• ПОСТАВЛЕННАЯ ЗАДАЧА A: Изложите в двух предложениях основное содержание текста о книге Виктора Кондырева.
• ПОСТАВЛЕННАЯ ЗАДАЧА B: Продолжите текст о книге Виктора Кондырева, начав сразу после его последнего предложения.

━━ ПРЕДОСТАВЛЕННЫЙ ОТРЫВОК ━━

В конце ноября в Москве открывается международная ярмарка интеллектуальной литературы Non/Fiction, на которой одним из самых заметных событий станет вышедшая в издательстве "Астрель" книга Виктора Кондырева "Все на свете, кроме шила и гвоздя", посвященная его отчиму, Виктору Платоновичу Некрасову. Сегодня своими впечатлениями об издании делится известный писатель и друг героя этой книги Анатолий Гладилин.
Самая модная тема современных российских писателей, вернее, авторский замысел, который можно воплотить в любом сюжете, таков: я бедный и несчастный, а все кругом сволочи. Если этот замысел несколько варьировать и тем самым сделать книгу более доходной, то получается: все кругом сволочи, но я сам - такая сволочь, что всех их обманул, и теперь я в белом, а они в дерьме. Но слава богу, российский книжный рынок обширен и разнообразен, и на нем появляются книги, написанные в духе лермонтовского ностальгического вздоха: "Да, были люди в наше время". Вот к этой, если так можно сказать, не доходной и не модной серии принадлежит книга Виктора Кондырева "Все на свете, кроме шила и гвоздя", вышедшая в издательстве "Астрель". Она целиком посвящена отчиму Виктора Кондырева, знаменитому и прославленному советскому писателю, который был, что называется, рубаха-парень ("парень" - неточно, все-таки отчим был в летах), у которого было множество друзей, и он, отчим, их всех любил, и любил с ними выпить и поболтать, и любил свой родной Киев - словом , все было хорошо. Но имелся у отчима один маленький недостаток: не умел держать язык за зубами, говорил, старый дурень, все что думает и, когда замечал несправедливость, громко ею возмущался.

━━━
━━ ФРАГМЕНТЫ ДАННЫХ ━━

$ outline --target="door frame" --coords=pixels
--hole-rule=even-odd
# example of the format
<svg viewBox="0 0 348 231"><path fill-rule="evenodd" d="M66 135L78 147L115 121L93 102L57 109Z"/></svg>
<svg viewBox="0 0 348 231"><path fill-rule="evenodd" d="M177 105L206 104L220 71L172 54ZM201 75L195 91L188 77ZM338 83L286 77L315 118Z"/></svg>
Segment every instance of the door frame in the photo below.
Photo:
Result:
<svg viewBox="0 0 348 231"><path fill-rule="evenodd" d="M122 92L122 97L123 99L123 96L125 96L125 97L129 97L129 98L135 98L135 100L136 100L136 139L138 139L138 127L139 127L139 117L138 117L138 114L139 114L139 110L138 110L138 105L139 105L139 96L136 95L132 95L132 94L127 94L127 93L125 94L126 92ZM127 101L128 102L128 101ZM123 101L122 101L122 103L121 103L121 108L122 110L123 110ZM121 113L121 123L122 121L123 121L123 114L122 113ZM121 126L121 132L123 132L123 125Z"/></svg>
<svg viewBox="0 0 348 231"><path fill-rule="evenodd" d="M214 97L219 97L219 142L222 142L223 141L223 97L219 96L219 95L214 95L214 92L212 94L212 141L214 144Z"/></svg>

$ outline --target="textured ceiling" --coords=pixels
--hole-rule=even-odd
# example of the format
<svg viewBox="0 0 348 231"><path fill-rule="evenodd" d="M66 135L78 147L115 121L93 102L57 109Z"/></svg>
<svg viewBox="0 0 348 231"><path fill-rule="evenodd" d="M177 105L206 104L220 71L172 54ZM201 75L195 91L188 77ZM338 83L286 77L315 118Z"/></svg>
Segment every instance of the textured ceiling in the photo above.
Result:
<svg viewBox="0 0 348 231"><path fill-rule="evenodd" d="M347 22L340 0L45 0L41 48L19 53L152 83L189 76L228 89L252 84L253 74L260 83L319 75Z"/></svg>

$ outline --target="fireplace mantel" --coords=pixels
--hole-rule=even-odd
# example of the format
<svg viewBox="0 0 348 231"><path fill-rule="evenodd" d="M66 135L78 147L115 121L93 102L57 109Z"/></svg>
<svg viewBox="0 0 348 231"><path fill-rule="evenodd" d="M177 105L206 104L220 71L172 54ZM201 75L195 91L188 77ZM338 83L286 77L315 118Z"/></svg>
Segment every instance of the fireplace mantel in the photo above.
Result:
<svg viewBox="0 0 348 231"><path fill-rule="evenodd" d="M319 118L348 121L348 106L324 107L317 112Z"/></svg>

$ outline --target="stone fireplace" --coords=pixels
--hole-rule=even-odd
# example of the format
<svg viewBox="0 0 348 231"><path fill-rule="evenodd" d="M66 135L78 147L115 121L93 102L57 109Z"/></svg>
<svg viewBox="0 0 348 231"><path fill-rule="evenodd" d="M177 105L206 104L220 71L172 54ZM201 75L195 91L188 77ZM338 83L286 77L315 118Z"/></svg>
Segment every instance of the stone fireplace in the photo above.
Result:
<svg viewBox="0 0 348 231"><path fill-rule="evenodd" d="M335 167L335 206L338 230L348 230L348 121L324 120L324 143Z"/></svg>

━━━

• ИТОГОВЫЙ РЕЗУЛЬТАТ A: Книга Виктора Кондырева «Все на свете, кроме шила и гвоздя», вышедшая в издательстве «Астрель» и посвященная его отчиму Виктору Платоновичу Некрасову, станет одним из самых заметных событий московской ярмарки Non/Fiction, а своими впечатлениями о ней делится Анатолий Гладилин. В отличие от модных книг, где «все кругом сволочи», она написана в духе ностальгического «Да, были люди в наше время» и изображает отчима как знаменитого писателя, который любил друзей, застолья и Киев, но не умел держать язык за зубами и громко возмущался несправедливостью.

• ИТОГОВЫЙ РЕЗУЛЬТАТ B:
Знаменитого отчима сначала дружески увещевали, потом прорабатывали на собраниях, потом начали травить в печати, исключили из партии, потом из Союза писателей, устроили слежку, провокации. Однако посадить не посадили и в психушку не упрятали - слишком уж писатель был известен и знаменит. Предпочли вытолкнуть его вместе с женой, мамой Вити Кондырева, за границу. Русский писатель оказался во Франции в возрасте 63 лет. В этой возрастной категории, как правило, даже высококвалифицированный француз не находит работы, так что, по замыслу советского руководства, строптивому диссиденту в лучшем случае светила жизнь в ночлежке, а в худшем - под мостом, и стоять ему у Эйфелевой башни с протянутой рукой, собирая милостыню. Но все пошло вопреки цековскому сценарию. У писателя-диссидента в Париже появились новые друзья - и русские, и французы,- и все стремились ему помогать и помогали. Писатель, конечно, не мог швырять деньгами, но и не бедствовал, писал книги, подрабатывал журналистикой. А главное, благодаря своему характеру, оптимистическому видению мира он превратил свою жизнь не в унылое эмигрантское существование, а в праздник. Праздником для него было все: и парижские музеи, и круассаны, и прогулки по парижским улицам, и разорительные для его кошелька походы в парижские книжные магазины... Писатель с великой радостью объездил всю Францию, побывал почти во всех странах Европы, да что там Европа - он ездил и выступал и в Северной, и в Южной Америке, побывал даже в Австралии, в Новой Зеландии, в Гонолулу, в Гонконге, в Японии. Словом, увидел весь мир.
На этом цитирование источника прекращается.